Data records →

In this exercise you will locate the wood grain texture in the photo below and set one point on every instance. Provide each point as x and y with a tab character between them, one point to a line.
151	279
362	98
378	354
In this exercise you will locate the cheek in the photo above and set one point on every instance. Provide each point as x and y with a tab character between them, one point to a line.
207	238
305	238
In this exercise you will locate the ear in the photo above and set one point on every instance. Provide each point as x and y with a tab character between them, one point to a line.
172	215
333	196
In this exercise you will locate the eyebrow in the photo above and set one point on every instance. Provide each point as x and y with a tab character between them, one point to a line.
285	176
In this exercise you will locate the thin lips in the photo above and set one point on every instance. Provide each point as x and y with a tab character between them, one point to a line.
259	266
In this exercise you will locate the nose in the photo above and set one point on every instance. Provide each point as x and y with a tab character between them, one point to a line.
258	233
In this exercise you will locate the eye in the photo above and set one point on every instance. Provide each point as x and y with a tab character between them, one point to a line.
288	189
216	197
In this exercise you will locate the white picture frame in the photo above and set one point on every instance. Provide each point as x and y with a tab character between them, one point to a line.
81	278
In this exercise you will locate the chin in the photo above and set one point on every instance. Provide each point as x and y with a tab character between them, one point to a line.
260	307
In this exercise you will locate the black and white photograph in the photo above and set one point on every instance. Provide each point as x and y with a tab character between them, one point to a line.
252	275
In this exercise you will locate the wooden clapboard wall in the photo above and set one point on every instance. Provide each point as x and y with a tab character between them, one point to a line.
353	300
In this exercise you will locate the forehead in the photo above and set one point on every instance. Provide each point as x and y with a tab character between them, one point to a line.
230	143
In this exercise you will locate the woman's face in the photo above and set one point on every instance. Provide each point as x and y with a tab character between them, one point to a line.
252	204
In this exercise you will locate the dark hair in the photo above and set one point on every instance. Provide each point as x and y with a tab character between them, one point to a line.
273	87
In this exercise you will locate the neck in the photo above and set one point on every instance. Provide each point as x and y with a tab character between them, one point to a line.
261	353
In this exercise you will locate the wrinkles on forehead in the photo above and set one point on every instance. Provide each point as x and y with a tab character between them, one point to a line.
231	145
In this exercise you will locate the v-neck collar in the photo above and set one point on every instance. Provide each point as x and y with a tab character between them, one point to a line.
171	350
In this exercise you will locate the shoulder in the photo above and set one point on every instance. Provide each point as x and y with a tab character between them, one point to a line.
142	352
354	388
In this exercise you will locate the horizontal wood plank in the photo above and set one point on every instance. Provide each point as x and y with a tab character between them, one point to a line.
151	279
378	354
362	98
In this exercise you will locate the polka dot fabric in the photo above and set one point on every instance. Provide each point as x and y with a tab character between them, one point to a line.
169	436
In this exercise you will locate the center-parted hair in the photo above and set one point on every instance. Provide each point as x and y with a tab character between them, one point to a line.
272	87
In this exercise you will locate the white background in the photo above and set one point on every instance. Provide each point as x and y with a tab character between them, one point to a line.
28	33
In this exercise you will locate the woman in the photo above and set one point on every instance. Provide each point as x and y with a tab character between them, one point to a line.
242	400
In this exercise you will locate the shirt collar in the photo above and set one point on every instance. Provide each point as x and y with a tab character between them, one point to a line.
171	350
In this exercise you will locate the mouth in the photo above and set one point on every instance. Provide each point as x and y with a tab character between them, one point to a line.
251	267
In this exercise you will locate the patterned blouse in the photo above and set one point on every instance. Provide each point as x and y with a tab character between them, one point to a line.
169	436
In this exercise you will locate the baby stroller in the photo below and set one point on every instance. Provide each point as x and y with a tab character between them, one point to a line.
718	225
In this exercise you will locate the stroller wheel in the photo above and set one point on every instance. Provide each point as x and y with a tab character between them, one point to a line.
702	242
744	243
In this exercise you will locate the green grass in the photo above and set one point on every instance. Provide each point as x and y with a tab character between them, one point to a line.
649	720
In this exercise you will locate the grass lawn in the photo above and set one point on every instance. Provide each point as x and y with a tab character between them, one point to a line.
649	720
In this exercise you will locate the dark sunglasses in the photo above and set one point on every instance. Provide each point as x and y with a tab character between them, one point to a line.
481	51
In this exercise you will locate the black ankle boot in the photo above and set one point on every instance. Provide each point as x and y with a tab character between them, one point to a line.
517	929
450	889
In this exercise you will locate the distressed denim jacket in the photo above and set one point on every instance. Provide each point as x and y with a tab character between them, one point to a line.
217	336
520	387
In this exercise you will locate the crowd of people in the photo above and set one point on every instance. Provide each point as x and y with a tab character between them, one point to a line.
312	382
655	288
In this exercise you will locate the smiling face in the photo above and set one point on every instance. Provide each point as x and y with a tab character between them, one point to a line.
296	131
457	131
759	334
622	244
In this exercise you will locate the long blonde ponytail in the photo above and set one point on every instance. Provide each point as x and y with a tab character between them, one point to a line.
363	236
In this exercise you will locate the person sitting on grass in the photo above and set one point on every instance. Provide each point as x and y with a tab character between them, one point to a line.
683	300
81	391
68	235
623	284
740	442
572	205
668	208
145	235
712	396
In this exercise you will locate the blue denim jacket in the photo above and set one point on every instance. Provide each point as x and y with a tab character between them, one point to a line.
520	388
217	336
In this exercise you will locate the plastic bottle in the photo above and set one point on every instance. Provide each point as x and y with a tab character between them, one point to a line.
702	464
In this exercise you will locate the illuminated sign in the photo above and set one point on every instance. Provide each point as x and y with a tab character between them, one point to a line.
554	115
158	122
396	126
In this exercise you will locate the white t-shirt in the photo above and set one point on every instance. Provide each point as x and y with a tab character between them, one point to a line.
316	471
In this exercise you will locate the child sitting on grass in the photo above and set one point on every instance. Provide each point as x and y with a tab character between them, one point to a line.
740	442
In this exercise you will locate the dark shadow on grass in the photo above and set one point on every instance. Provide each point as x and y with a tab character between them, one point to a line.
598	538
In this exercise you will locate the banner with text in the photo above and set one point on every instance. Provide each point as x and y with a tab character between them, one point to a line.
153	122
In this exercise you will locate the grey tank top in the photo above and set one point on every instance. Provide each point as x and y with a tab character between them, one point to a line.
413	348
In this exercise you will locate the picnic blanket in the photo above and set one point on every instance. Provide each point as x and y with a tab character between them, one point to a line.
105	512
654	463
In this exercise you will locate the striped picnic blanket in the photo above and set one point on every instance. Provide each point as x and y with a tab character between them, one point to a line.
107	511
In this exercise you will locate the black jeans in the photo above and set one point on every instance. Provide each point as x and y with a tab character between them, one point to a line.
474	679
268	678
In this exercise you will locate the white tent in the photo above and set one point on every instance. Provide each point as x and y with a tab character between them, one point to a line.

The request →
Print the material verbatim, all of it.

Full output →
In this exercise you will locate the wood grain texture in the photo below and set one point on every instance. Provide each point as x and y with a tab character between them, one point to a line.
151	279
362	98
378	354
In this exercise you will locate the cheek in the photo above and set one point on every instance. Provide each point as x and y with a tab character between them, one point to a line.
207	238
305	238
In this exercise you will locate the ear in the photo above and set one point on every instance. Provide each point as x and y with a tab character between them, one point to a line.
172	215
333	196
In this exercise you will locate the eyebrow in the photo above and set one point on every instance. Provide each point as x and y with a tab character between them, one point to a line.
285	176
In this exercise you will locate the thin lips in the photo above and set one point on every instance. Provide each point as x and y with a tab character between them, one point to a line.
259	266
In this exercise you will locate the nose in the photo above and set one point on every instance. Provide each point as x and y with a tab character between them, one point to a line.
258	233
In this exercise you will locate the eye in the photo above and set one point on every instance. Provide each point as x and y with a tab character between them, one point to a line.
288	189
216	197
In this exercise you will locate the white picture frame in the photo above and set one point on every instance. Provide each point as x and y with a tab character between them, one point to a line.
81	278
In this exercise you will locate the chin in the photo above and set one point on every instance. Provide each point as x and y with a tab character between them, one point to a line.
260	307
In this exercise you will locate the black and white photograph in the photo above and set one point on every instance. Provide each point as x and y with a tab character between them, one point to a line.
252	275
In this exercise you will locate the wooden clapboard wall in the photo above and set one point on every instance. Provide each point as x and y with a tab character between them, one point to a line.
353	300
In this exercise you will locate the forehead in the photo above and set one point on every instance. Provide each point as x and y with a tab character between them, one point to a line.
230	143
In this exercise you will locate the woman's face in the photo above and set one point on every instance. Provide each point as x and y with a tab character between them, one point to a line.
252	204
In this exercise you will locate the dark hair in the photo above and set one point on every instance. Provide each point as x and y with a tab character between them, one point to a line.
273	87
In this exercise you will locate the neck in the photo above and set one point on every instance. Provide each point as x and y with a tab character between them, one point to a line.
261	353
In this exercise you will locate the wrinkles on forehead in the photo above and set one point on every instance. Provide each point as x and y with a tab character between them, one point to a line.
231	145
In this exercise you will locate the v-neck collar in the photo above and set one point on every instance. Provide each point as x and y with a tab character between them, one point to a line.
171	350
In this exercise you will locate the shoulder in the photo above and set one point on every instance. Provide each point as x and y with a tab character between them, one point to a line.
142	352
354	388
In this exercise you will locate the horizontal wood plank in the photo above and set one point on every instance. Provide each point as x and y with a tab character between them, one point to a line.
151	279
378	354
362	98
In this exercise you will locate the polka dot fabric in the photo above and set one point on every instance. Provide each point as x and y with a tab character between them, one point to a line.
169	436
In this exercise you will locate the center-parted hair in the photo above and set one point on every instance. Provide each point as x and y with a tab character between them, one point to a line.
272	87
In this exercise you will locate the white background in the photo above and set one point on every instance. Provide each point as x and y with a tab character between them, one point to a line.
28	33
In this exercise you will locate the woman in the photo above and set one point on every instance. Provide each point as x and y with a tab character between them, one point to a line.
242	400
In this exercise you will locate the shirt collar in the photo above and set one point on every instance. Provide each point as x and y with a tab character between them, one point to a line.
171	350
In this exercise you will locate the mouth in the photo above and set one point on every instance. Provide each point as x and y with a tab character between them, one point to a line.
251	267
In this exercise you will locate the patterned blouse in the photo above and set one point on every instance. Provide each point as x and y with a tab character between them, one point to a line.
169	436
In this exercise you will locate the baby stroller in the photo below and set one point on every instance. Provide each point as x and y with a tab character between them, one point to a line.
718	225
In this exercise you will locate the stroller wheel in the photo above and set one point on every instance. Provide each point as x and y with a tab character between them, one point to a line.
702	242
744	243
In this exercise you will locate the green grass in the photo above and set one point on every instance. Provide each point as x and y with a tab character between them, one point to a line.
649	720
In this exercise you will locate the grass lawn in the photo above and set one point on every instance. Provide each point as x and y with a tab character between them, one point to a line.
649	720
In this exercise you will locate the dark sunglasses in the photo above and set one point on every instance. Provide each point as x and y with a tab character between them, one point to a line.
481	51
In this exercise you will locate the black ankle boot in the photo above and set one point on every instance. Provide each point as x and y with a tab character between them, one point to a line.
517	929
450	889
In this exercise you will locate the distressed denim jacket in the photo above and set one point on every instance. Provide each point as x and y with a tab character between them, one point to a line.
217	336
520	387
In this exercise you will locate the crowd of people in the photo above and set one point on every instance. Provide each point as x and y with a tab character between them, one point to a line.
312	382
655	288
In this exercise you will locate the smiling face in the photo above and set one point on every instance. Provide each point as x and y with a tab character between them, one point to a line.
296	131
457	131
759	334
622	244
In this exercise you will locate the long blonde ponytail in the photo above and set one point on every instance. Provide each point as x and y with a tab character between them, one point to a line.
363	236
In this exercise you will locate the person sitting on grass in the photo above and set one point on every instance. Provide each point as x and y with a tab character between them, one point to a line.
683	300
81	391
68	235
623	284
740	442
572	205
668	208
145	235
712	396
In this exercise you will locate the blue denim jacket in the photo above and set one point on every instance. Provide each point as x and y with a tab character between them, one point to a line.
520	388
217	336
In this exercise you will locate the plastic bottle in the photo above and set one point on every instance. Provide each point as x and y with a tab character between them, one point to a line.
702	464
In this exercise you will locate the illuminated sign in the photo above and set one point on every instance. Provide each point as x and y with a tab character between them, one point to a line.
554	115
158	122
396	126
In this exercise you will locate the white t-shirt in the photo above and set one point on every instance. Provide each point as x and y with a tab character between them, one point to a line.
316	471
In this exercise you will locate the child sitting on grass in the photo above and set one point on every instance. Provide each point as x and y with a tab character between them, one point to a line.
740	442
In this exercise you will locate the dark shadow on grass in the photo above and set one point on every instance. Provide each point as x and y with a tab character between them, one point to a line.
598	538
In this exercise you will locate the banner with text in the photo above and set one point on every instance. Provide each point as x and y with a tab character between them, one point to a line.
153	122
In this exercise you will locate the grey tank top in the photo above and set one point on every instance. Provide each point as x and y with a tab character between them, one point to a line.
413	348
In this exercise you will locate the picnic blanket in the photo above and set one point on every instance. Provide each point as x and y with a tab character between them, one point to a line.
105	512
654	463
In this exercise you will locate the striped picnic blanket in the photo above and set one point on every instance. Provide each point as x and y with a tab character between them, one point to a line.
107	511
In this exercise you will locate the black jeans in the photo above and set one point on every instance. Provide each point as x and y with a tab character between them, one point to a line.
474	679
268	678
In this exercise you will locate the white tent in the photo above and set one point on every instance. Provide each point as x and y with a tab character between them, one point to a line.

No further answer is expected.